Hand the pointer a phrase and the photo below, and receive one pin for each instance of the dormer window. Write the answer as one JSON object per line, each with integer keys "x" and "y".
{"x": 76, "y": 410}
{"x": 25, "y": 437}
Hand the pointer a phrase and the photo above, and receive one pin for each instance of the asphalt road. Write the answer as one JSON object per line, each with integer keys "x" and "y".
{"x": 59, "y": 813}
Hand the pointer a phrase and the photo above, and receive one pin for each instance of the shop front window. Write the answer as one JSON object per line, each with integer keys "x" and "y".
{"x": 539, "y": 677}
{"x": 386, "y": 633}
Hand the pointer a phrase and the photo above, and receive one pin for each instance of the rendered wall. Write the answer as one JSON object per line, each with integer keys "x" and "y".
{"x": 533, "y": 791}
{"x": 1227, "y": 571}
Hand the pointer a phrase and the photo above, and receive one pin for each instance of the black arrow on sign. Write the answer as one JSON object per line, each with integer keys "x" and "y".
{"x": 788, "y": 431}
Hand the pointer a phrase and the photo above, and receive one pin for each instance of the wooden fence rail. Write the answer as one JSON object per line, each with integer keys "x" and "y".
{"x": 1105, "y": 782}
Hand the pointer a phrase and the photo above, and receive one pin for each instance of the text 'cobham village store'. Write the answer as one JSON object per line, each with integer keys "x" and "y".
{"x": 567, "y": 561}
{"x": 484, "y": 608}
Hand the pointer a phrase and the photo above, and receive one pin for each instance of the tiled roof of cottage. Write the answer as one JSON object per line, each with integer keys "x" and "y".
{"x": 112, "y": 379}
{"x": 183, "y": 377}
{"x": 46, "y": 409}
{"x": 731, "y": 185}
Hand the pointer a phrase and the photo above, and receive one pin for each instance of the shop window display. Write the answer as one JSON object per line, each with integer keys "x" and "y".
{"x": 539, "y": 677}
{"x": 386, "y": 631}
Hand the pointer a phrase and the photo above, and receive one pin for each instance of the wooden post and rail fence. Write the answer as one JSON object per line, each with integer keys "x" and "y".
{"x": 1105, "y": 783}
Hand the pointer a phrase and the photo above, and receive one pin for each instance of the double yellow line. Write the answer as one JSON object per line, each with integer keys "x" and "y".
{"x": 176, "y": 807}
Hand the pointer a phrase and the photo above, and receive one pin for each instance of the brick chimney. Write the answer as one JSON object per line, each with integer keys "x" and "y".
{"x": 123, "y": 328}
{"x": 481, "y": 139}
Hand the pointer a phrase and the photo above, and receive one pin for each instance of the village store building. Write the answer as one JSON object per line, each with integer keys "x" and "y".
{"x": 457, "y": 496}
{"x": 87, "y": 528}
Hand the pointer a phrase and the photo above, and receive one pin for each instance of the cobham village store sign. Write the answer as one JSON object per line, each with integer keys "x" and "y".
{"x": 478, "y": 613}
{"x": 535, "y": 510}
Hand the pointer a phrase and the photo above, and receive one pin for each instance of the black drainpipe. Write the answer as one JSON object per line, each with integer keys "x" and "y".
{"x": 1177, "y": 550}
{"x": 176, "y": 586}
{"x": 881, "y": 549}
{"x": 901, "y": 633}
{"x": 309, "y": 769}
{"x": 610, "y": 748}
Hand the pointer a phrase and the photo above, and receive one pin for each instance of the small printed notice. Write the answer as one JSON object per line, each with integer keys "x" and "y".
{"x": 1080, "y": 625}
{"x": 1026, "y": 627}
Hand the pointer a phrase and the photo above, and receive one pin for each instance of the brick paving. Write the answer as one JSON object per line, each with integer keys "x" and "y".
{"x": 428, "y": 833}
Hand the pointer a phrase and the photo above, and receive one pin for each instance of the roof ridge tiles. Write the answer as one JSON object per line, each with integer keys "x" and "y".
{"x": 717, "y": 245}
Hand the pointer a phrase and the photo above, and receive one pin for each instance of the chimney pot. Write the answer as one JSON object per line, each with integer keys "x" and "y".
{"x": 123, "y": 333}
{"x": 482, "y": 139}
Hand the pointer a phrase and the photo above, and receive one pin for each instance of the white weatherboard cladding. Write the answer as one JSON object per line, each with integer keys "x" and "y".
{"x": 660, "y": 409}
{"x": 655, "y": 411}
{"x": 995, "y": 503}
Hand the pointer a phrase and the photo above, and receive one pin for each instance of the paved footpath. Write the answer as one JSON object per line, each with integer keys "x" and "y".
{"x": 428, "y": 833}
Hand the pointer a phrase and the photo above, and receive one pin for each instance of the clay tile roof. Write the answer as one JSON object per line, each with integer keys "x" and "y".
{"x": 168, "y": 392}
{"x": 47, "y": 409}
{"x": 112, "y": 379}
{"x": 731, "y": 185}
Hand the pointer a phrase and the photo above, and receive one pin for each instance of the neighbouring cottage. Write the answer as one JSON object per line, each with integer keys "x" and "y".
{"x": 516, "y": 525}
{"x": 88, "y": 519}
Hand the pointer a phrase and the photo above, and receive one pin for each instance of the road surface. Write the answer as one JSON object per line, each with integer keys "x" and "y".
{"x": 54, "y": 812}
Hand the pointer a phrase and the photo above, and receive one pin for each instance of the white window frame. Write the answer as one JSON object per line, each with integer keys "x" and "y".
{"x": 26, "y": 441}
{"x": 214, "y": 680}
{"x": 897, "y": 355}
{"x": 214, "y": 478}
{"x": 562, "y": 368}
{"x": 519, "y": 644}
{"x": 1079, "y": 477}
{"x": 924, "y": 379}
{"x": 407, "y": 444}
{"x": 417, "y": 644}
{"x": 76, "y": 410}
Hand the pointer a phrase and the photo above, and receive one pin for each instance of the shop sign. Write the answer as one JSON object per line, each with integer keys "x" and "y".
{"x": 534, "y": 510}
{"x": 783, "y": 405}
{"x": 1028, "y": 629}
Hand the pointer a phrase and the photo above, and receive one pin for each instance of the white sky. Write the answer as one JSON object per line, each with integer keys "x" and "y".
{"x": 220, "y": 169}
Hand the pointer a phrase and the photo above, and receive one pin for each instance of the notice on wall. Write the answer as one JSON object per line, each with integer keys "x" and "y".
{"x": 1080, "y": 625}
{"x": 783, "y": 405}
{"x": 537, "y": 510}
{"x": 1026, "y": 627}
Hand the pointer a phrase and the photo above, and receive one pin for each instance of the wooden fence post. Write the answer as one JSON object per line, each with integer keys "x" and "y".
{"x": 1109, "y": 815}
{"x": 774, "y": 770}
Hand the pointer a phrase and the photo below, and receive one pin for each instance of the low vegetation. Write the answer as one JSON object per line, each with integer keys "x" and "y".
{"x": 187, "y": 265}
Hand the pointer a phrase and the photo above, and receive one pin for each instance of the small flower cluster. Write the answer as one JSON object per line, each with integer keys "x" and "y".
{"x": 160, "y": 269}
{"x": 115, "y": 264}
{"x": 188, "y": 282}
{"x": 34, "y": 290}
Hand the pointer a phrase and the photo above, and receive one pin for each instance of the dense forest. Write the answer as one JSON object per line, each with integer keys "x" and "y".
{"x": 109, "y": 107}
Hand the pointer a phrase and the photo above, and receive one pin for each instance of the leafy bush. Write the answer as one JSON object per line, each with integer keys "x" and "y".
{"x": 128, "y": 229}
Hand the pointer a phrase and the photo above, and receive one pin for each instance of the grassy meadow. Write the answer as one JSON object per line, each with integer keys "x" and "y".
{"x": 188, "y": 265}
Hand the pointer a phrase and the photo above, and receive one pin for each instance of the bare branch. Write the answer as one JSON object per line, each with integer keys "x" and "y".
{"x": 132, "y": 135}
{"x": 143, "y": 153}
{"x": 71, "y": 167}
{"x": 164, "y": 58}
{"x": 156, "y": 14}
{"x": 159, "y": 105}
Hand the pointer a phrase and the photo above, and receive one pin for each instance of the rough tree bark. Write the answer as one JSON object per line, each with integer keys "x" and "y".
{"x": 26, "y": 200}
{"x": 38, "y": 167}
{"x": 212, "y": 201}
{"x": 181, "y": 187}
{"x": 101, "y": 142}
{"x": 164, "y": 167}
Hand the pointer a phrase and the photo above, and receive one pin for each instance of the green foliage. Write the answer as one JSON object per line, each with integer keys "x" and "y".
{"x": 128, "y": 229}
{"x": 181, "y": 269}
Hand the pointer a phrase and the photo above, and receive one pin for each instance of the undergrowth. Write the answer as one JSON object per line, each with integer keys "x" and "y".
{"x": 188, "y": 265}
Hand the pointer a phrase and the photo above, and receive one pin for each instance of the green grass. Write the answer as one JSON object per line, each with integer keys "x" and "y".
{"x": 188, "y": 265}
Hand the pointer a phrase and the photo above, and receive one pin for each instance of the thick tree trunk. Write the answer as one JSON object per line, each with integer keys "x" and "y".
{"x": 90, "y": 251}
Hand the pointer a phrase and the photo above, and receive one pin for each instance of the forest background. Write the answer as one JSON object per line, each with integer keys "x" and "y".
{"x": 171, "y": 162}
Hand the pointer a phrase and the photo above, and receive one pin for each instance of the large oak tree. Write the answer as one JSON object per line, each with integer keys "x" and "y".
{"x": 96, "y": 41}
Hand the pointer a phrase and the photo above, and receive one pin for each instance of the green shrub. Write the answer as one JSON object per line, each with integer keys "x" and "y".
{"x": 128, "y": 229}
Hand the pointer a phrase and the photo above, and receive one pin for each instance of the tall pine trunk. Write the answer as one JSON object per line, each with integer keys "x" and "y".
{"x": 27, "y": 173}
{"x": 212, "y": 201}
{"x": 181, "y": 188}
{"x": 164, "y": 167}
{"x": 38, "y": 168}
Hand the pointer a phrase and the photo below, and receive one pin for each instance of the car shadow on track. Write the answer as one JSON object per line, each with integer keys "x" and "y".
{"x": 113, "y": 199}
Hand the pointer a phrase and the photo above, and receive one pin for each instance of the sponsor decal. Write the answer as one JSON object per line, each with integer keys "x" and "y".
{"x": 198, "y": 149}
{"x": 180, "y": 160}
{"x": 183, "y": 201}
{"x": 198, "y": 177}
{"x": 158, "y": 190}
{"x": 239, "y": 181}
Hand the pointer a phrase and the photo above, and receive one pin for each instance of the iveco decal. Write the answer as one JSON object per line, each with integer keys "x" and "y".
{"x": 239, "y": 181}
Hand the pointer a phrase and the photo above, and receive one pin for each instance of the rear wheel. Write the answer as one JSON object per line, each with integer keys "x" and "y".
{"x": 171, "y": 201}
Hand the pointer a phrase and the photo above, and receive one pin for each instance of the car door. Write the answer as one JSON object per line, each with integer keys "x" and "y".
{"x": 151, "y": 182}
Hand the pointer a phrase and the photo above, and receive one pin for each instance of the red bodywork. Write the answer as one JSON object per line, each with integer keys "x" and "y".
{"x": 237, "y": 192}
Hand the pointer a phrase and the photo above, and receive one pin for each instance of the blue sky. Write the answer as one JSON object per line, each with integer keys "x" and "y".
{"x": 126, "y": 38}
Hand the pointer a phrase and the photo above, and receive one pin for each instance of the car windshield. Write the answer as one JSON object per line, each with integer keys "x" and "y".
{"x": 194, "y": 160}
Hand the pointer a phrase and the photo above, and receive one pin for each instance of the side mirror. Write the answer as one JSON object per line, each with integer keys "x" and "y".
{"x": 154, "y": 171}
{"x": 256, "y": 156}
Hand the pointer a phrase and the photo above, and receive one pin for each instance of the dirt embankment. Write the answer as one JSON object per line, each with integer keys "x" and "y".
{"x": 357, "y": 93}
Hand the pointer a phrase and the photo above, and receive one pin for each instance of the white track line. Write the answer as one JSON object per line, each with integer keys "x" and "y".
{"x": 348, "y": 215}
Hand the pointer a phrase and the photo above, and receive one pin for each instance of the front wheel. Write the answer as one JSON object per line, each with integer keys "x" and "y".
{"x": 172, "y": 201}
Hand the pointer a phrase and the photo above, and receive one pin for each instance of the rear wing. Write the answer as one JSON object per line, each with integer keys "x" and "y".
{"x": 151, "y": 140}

====

Task to complete:
Write out again, exactly, the lines from the one holding "the car windshield." through the end of the listing, with both ends included.

Answer below:
Hand the pointer a phrase and the photo above, and receive one pin for each instance of the car windshield. Write the answer as one JSON object per line, each with integer keys "x" and "y".
{"x": 194, "y": 160}
Hand the pointer a phrase and the photo above, and receive one pin for each instance of the side mirror. Write the answer as one JSON object per line, each with integer keys "x" and "y".
{"x": 154, "y": 171}
{"x": 256, "y": 156}
Hand the pointer a phrase and the photo above, and receive one pin for each instance of the dirt embankment. Write the answer as one JSON object per line, each with integer keys "x" and "y".
{"x": 357, "y": 93}
Hand the pointer a phrase and the photo above, and receive one pin for each instance of the white track line. Write the answer as one JSON object per line, each with integer keys "x" and "y".
{"x": 348, "y": 215}
Hand the pointer a phrase and the photo above, and receive one pin for each instance of the front wheel. Write the answer as one JSON object per line, each with integer keys "x" and "y".
{"x": 172, "y": 201}
Hand the pointer a phrase and the photo above, and receive one pin for each instance of the rear wing. Write the answer as one JSON object per line, each with integer keys "x" and "y".
{"x": 151, "y": 140}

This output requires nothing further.